Starting from the line containing "# test: locate points for every instance of the red trousers", give again every line through the end of the entries, word for word. Pictures stay out of the copy.

— Start of DATASET EXCERPTS —

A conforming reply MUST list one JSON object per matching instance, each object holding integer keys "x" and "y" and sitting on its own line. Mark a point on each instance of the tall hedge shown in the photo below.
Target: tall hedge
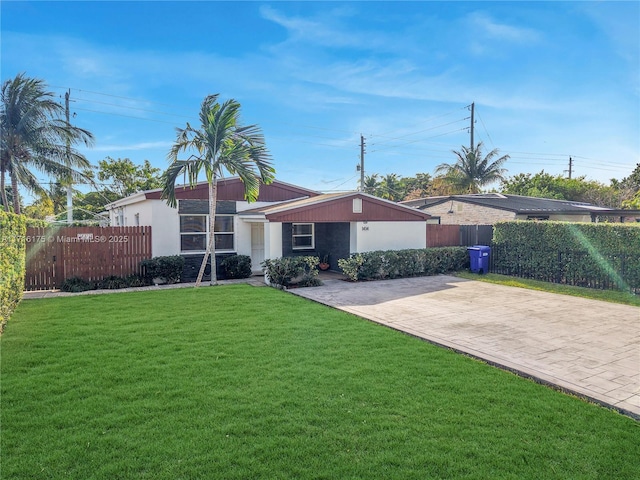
{"x": 12, "y": 263}
{"x": 383, "y": 264}
{"x": 600, "y": 255}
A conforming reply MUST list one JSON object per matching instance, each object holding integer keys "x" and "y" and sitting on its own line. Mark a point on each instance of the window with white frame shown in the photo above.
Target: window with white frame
{"x": 194, "y": 233}
{"x": 302, "y": 236}
{"x": 224, "y": 233}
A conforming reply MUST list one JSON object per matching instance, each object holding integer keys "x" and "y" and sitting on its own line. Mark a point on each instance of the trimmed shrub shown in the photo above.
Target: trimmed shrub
{"x": 596, "y": 255}
{"x": 12, "y": 263}
{"x": 134, "y": 280}
{"x": 286, "y": 272}
{"x": 383, "y": 264}
{"x": 77, "y": 284}
{"x": 236, "y": 266}
{"x": 169, "y": 268}
{"x": 112, "y": 282}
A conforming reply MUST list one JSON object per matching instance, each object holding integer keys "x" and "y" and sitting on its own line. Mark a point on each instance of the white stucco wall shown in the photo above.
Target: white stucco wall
{"x": 370, "y": 236}
{"x": 243, "y": 237}
{"x": 165, "y": 232}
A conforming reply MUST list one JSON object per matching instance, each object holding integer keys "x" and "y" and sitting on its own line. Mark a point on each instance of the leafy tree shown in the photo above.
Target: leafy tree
{"x": 471, "y": 170}
{"x": 128, "y": 178}
{"x": 34, "y": 136}
{"x": 221, "y": 143}
{"x": 629, "y": 188}
{"x": 419, "y": 186}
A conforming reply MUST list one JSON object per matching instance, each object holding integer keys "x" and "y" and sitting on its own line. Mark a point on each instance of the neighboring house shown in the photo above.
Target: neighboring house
{"x": 489, "y": 208}
{"x": 286, "y": 220}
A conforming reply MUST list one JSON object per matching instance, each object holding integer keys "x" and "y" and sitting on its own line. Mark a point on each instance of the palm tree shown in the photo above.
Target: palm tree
{"x": 471, "y": 171}
{"x": 220, "y": 144}
{"x": 33, "y": 135}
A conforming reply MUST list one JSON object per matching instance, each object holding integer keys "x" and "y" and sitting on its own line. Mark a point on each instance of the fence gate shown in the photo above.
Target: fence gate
{"x": 92, "y": 253}
{"x": 458, "y": 235}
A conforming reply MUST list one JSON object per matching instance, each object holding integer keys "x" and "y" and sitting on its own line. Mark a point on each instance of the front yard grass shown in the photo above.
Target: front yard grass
{"x": 239, "y": 382}
{"x": 614, "y": 296}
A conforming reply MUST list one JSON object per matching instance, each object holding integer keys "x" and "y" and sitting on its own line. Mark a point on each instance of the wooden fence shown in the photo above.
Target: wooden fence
{"x": 458, "y": 235}
{"x": 92, "y": 253}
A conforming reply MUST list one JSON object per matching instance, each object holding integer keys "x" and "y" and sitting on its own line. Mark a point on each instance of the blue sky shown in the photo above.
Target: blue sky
{"x": 549, "y": 80}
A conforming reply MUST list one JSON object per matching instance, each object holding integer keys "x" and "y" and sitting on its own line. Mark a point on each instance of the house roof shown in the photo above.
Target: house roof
{"x": 228, "y": 189}
{"x": 338, "y": 207}
{"x": 520, "y": 204}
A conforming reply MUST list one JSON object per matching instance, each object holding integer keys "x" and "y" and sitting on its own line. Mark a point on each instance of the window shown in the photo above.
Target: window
{"x": 302, "y": 236}
{"x": 194, "y": 233}
{"x": 223, "y": 229}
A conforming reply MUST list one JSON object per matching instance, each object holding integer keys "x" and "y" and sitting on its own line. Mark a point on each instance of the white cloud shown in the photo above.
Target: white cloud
{"x": 502, "y": 31}
{"x": 132, "y": 147}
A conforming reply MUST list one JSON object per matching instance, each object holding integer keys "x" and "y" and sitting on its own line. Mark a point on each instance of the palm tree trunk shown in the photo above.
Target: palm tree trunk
{"x": 14, "y": 191}
{"x": 213, "y": 194}
{"x": 5, "y": 201}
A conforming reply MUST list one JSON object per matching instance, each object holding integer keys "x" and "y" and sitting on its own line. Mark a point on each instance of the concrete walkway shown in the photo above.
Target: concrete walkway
{"x": 586, "y": 347}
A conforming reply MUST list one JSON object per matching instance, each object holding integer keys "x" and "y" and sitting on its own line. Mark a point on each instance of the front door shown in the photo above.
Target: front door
{"x": 257, "y": 246}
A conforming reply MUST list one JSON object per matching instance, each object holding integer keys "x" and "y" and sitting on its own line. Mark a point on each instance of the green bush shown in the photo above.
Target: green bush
{"x": 385, "y": 264}
{"x": 236, "y": 266}
{"x": 169, "y": 268}
{"x": 597, "y": 255}
{"x": 134, "y": 280}
{"x": 286, "y": 272}
{"x": 12, "y": 263}
{"x": 112, "y": 282}
{"x": 77, "y": 284}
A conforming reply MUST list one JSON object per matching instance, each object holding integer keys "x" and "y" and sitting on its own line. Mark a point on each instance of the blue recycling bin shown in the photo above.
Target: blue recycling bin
{"x": 479, "y": 258}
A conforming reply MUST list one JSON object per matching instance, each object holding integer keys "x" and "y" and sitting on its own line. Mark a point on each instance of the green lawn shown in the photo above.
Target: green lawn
{"x": 240, "y": 382}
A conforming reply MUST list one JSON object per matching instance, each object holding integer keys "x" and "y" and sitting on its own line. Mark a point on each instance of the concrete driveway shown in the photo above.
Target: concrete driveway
{"x": 586, "y": 347}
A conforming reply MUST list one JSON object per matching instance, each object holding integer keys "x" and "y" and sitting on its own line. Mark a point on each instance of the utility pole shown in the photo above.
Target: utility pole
{"x": 361, "y": 163}
{"x": 473, "y": 106}
{"x": 70, "y": 184}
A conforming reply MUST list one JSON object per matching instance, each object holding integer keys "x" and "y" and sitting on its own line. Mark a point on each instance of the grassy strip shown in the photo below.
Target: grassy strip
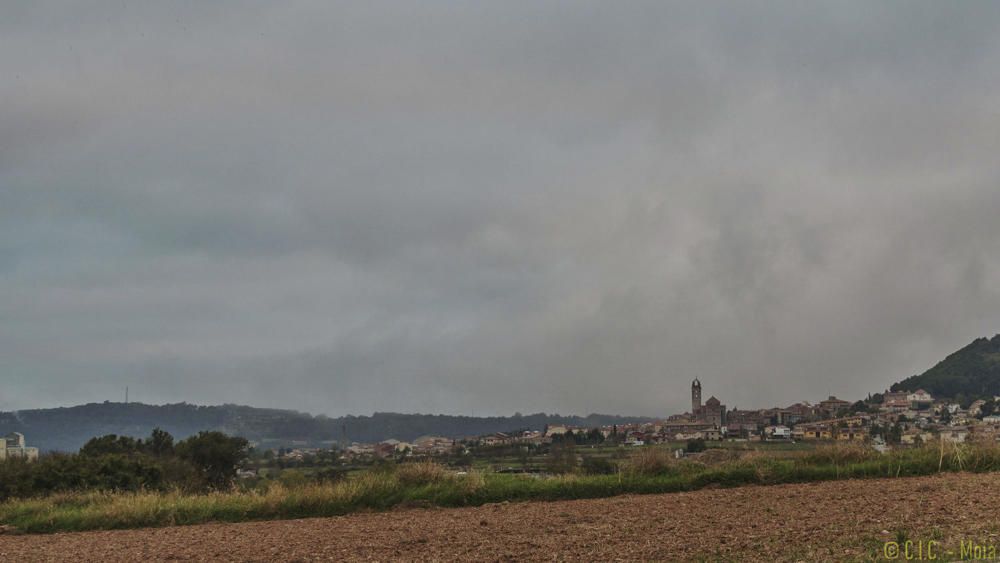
{"x": 430, "y": 486}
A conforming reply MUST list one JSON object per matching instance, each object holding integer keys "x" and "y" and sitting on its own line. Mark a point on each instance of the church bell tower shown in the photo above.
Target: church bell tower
{"x": 695, "y": 396}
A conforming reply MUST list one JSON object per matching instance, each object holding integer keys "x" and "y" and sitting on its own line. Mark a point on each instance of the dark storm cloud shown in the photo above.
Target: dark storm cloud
{"x": 481, "y": 207}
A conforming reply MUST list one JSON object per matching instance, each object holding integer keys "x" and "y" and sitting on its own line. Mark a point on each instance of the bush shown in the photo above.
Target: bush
{"x": 694, "y": 446}
{"x": 421, "y": 473}
{"x": 598, "y": 466}
{"x": 651, "y": 461}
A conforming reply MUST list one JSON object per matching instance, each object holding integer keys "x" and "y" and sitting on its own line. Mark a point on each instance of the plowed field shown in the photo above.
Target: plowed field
{"x": 832, "y": 521}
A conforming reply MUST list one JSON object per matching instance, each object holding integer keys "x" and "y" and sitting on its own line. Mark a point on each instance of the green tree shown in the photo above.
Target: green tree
{"x": 111, "y": 444}
{"x": 215, "y": 455}
{"x": 161, "y": 443}
{"x": 695, "y": 445}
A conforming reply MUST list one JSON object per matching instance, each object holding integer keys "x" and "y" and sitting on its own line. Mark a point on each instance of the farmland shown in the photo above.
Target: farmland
{"x": 829, "y": 521}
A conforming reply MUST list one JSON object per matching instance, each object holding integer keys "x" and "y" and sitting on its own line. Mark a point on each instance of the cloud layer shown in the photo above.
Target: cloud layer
{"x": 492, "y": 207}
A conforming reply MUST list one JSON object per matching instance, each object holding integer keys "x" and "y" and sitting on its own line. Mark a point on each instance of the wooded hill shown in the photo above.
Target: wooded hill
{"x": 68, "y": 428}
{"x": 970, "y": 373}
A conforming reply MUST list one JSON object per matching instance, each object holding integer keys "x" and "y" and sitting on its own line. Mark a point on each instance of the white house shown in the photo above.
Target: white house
{"x": 920, "y": 399}
{"x": 778, "y": 432}
{"x": 13, "y": 446}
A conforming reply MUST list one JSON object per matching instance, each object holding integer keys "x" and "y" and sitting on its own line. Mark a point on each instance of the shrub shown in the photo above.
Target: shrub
{"x": 598, "y": 466}
{"x": 651, "y": 461}
{"x": 839, "y": 454}
{"x": 421, "y": 473}
{"x": 694, "y": 446}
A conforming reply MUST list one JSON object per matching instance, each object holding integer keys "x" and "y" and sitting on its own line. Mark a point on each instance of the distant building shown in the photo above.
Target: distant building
{"x": 832, "y": 405}
{"x": 712, "y": 412}
{"x": 12, "y": 446}
{"x": 920, "y": 400}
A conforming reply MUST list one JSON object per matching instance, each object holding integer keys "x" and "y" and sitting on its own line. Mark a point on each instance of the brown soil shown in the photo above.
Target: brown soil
{"x": 833, "y": 521}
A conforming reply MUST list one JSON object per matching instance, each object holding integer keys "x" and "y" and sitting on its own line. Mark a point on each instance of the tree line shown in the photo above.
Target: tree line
{"x": 205, "y": 461}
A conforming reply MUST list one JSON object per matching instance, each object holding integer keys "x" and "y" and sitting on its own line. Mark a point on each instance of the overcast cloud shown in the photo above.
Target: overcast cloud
{"x": 493, "y": 207}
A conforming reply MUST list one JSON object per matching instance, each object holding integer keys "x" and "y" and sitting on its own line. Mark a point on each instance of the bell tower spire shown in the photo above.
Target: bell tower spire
{"x": 695, "y": 396}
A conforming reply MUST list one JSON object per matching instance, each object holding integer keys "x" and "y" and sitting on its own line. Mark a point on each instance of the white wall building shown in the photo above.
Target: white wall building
{"x": 12, "y": 446}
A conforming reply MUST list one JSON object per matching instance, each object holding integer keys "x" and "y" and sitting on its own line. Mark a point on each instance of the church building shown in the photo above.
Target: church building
{"x": 712, "y": 412}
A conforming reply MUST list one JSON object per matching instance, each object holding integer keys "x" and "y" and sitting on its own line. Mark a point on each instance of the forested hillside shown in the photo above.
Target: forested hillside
{"x": 972, "y": 372}
{"x": 66, "y": 429}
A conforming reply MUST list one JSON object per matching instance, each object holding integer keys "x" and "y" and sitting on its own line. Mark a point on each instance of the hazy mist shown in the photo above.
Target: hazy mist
{"x": 493, "y": 207}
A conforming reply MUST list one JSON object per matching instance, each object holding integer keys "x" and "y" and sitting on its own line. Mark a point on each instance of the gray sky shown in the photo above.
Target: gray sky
{"x": 493, "y": 207}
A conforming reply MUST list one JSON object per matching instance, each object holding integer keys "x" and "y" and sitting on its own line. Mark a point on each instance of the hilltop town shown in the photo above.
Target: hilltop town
{"x": 891, "y": 418}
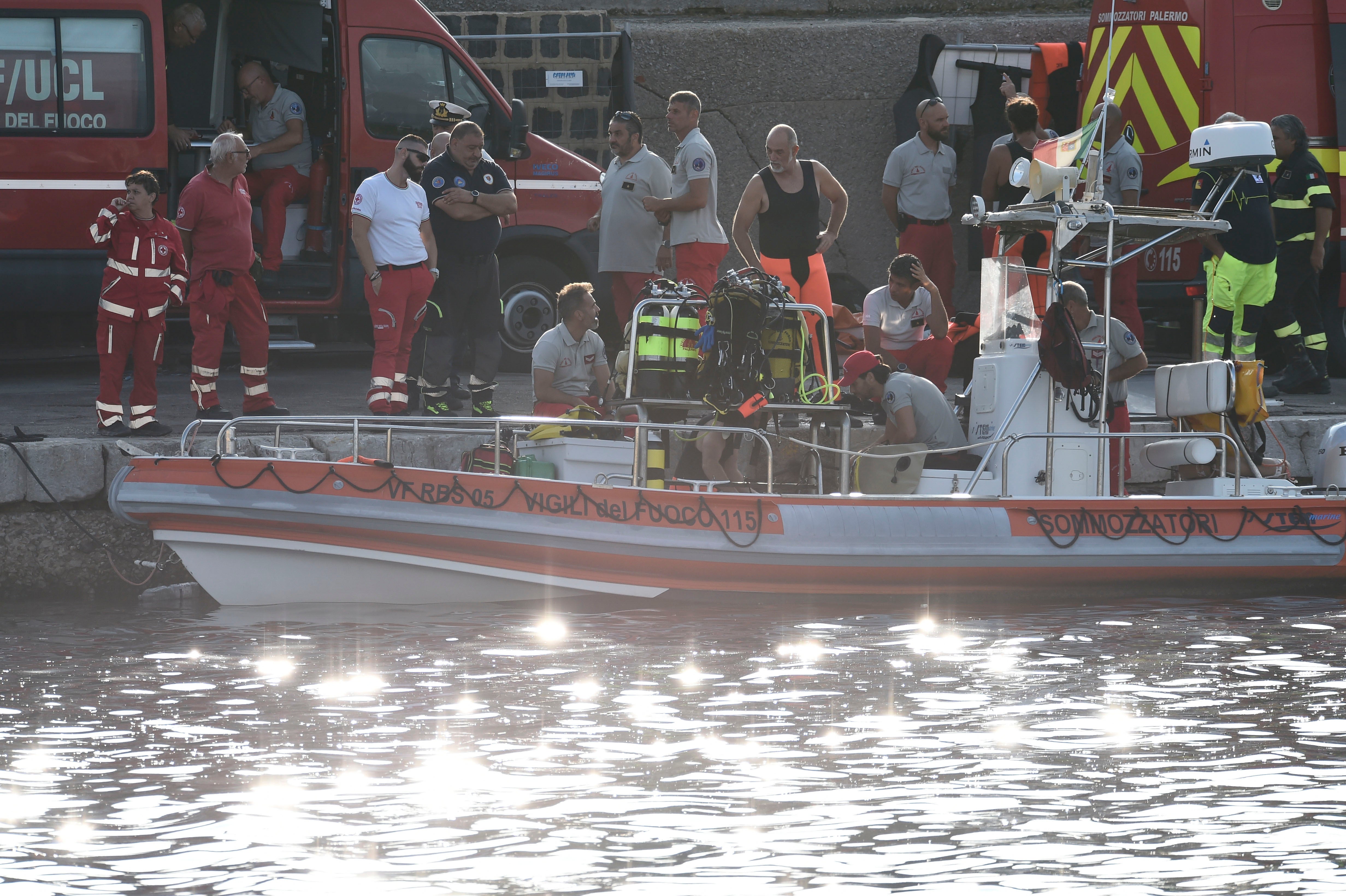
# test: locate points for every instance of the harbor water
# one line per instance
(633, 747)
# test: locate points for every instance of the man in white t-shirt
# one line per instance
(907, 323)
(389, 225)
(570, 364)
(695, 231)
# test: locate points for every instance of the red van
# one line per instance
(88, 89)
(1182, 64)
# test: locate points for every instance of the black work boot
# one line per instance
(1320, 358)
(484, 403)
(1301, 377)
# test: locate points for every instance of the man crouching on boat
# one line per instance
(1126, 358)
(914, 409)
(570, 364)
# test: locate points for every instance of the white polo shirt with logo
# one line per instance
(395, 219)
(629, 236)
(923, 178)
(695, 161)
(570, 360)
(900, 329)
(270, 122)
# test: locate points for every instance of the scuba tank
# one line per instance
(665, 341)
(783, 341)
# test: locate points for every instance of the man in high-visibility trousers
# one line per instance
(1242, 270)
(215, 220)
(1302, 204)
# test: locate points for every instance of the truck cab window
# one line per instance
(102, 84)
(28, 65)
(103, 66)
(399, 79)
(468, 93)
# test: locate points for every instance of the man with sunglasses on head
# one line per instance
(215, 219)
(629, 237)
(919, 196)
(389, 226)
(281, 159)
(469, 197)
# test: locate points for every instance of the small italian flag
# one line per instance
(1069, 150)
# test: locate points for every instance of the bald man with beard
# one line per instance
(281, 159)
(784, 198)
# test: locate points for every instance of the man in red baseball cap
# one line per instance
(914, 409)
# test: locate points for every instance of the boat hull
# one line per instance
(258, 532)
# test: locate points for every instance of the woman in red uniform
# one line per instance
(146, 271)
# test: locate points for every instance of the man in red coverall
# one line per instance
(215, 216)
(146, 271)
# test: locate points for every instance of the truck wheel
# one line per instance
(1335, 322)
(528, 298)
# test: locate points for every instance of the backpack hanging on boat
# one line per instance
(1060, 349)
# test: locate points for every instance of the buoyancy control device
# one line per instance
(736, 372)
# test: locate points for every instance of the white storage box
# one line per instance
(582, 459)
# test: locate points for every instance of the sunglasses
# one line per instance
(926, 104)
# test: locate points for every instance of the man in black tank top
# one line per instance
(785, 200)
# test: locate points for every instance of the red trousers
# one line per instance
(211, 309)
(556, 409)
(144, 342)
(1123, 298)
(1119, 461)
(935, 248)
(626, 286)
(274, 189)
(699, 263)
(929, 358)
(396, 313)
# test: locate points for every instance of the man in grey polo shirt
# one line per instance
(914, 408)
(919, 196)
(695, 231)
(281, 161)
(629, 236)
(570, 365)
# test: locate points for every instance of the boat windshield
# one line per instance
(1007, 310)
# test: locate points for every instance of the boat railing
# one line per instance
(1124, 437)
(227, 440)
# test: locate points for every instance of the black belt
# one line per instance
(468, 260)
(910, 220)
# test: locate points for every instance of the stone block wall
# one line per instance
(571, 117)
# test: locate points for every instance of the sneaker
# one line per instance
(116, 431)
(443, 408)
(153, 428)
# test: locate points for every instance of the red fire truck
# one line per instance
(1182, 64)
(88, 89)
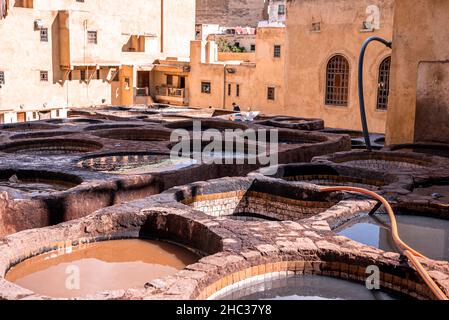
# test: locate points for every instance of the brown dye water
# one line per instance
(102, 266)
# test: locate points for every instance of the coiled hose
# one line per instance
(406, 250)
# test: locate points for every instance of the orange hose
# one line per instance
(407, 251)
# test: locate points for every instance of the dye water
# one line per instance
(99, 267)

— End of DATASET EXCERPTS —

REPLY:
# test: locate points for every instance of the red trousers
# one line per instance
(211, 309)
(556, 409)
(144, 342)
(1123, 298)
(1119, 461)
(935, 248)
(626, 286)
(274, 189)
(699, 263)
(929, 358)
(396, 313)
# test: locate points for every instance of the man in grey polo shirt
# one line per instance
(914, 408)
(919, 196)
(695, 231)
(281, 161)
(629, 236)
(570, 365)
# test: locate points for every instance of the boat windshield
# one line per instance
(1007, 310)
# test: locate points for every instance of the boat railing
# one line per instance
(1124, 437)
(227, 440)
# test: locate points for every instance of the black belt
# one line per instance
(468, 260)
(910, 220)
# test: locate points for every instance of the stone block wall
# one line per instance
(571, 117)
# test: locate points for every instance of the sneaker
# one line per instance
(116, 431)
(443, 408)
(153, 428)
# test: locate points for every instance of the red fire truck
# one line per instance
(1182, 64)
(88, 89)
# test: locate points for every instance of the brown dye water
# one line per instance
(102, 266)
# test: locate points for every instance of the coiled hose
# one line per instance
(406, 250)
# test: locate points for every instance of the orange hose
# one line per instance
(407, 251)
# test: locate points for every instance of the dye water
# one line per instance
(99, 267)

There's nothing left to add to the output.